WRITTEN TASK: Starting at the line that contains "Task: Q: Indicate the wheel rim" and stopping at the end of the rows below, write each line out again with the requests included, multiplying every coordinate in the answers by 2.25 and rounding to whole numbers (halves round up). Leave the pictures out.

MATERIAL PROVIDED:
## BEGIN

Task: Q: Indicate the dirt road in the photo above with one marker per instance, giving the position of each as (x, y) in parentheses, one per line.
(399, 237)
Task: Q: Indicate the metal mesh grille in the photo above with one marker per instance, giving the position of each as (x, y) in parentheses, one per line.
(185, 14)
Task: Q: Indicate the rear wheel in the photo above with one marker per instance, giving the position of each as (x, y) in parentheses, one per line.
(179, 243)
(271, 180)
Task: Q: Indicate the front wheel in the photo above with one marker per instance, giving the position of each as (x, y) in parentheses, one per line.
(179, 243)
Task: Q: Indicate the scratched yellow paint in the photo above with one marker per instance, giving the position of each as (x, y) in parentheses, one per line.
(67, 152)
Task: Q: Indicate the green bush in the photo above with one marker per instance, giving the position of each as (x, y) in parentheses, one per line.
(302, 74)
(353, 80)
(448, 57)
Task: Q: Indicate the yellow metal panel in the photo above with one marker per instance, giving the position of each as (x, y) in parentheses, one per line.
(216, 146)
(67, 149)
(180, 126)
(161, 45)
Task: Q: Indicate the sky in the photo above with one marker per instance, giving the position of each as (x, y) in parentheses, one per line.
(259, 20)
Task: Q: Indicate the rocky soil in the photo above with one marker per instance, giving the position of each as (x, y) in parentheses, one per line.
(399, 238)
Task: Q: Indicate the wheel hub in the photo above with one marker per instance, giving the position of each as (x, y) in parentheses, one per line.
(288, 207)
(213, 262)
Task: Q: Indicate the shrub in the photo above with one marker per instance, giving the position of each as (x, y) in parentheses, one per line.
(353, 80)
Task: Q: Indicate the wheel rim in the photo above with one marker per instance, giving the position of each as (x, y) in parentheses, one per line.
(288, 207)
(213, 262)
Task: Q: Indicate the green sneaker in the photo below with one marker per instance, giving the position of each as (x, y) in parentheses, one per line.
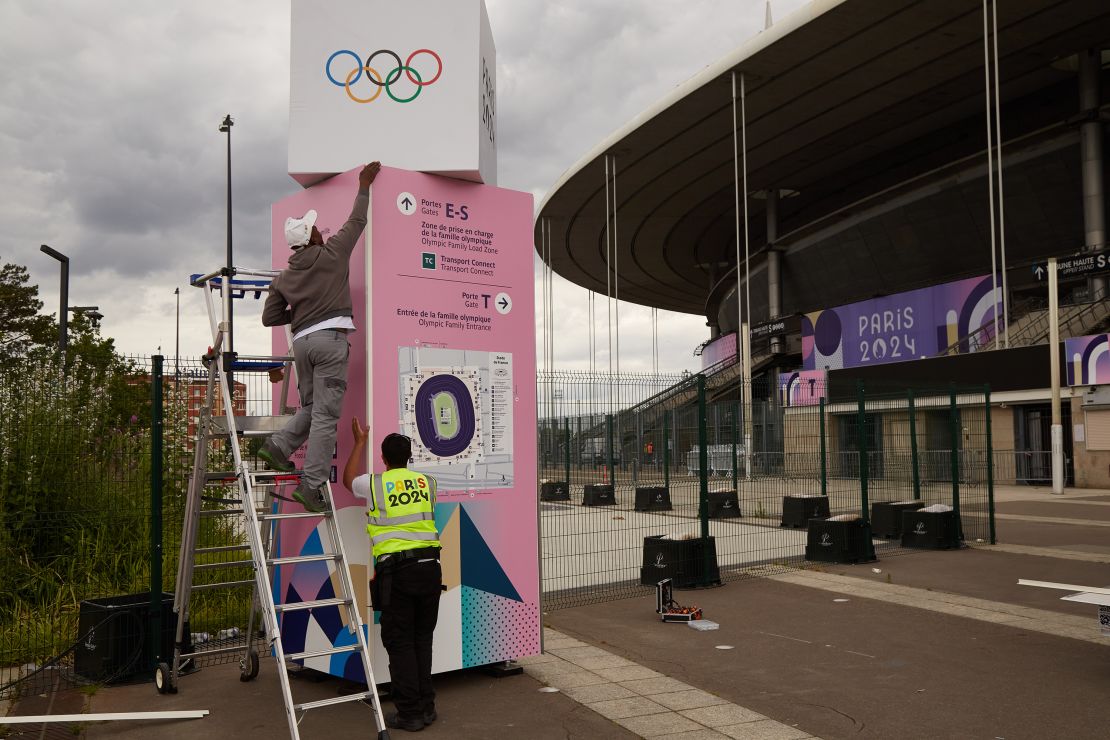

## END

SOLVED EXERCISE:
Task: Q: Indicate the wheel rim in the photo above with one marker per instance, giving the position of each as (x, y) in parentheses, one per line.
(648, 466)
(479, 590)
Task: Q: Indicate the green sneaker in the photo below with one marker per instance, giving the position of each as (x, y) in parentheses, one per line.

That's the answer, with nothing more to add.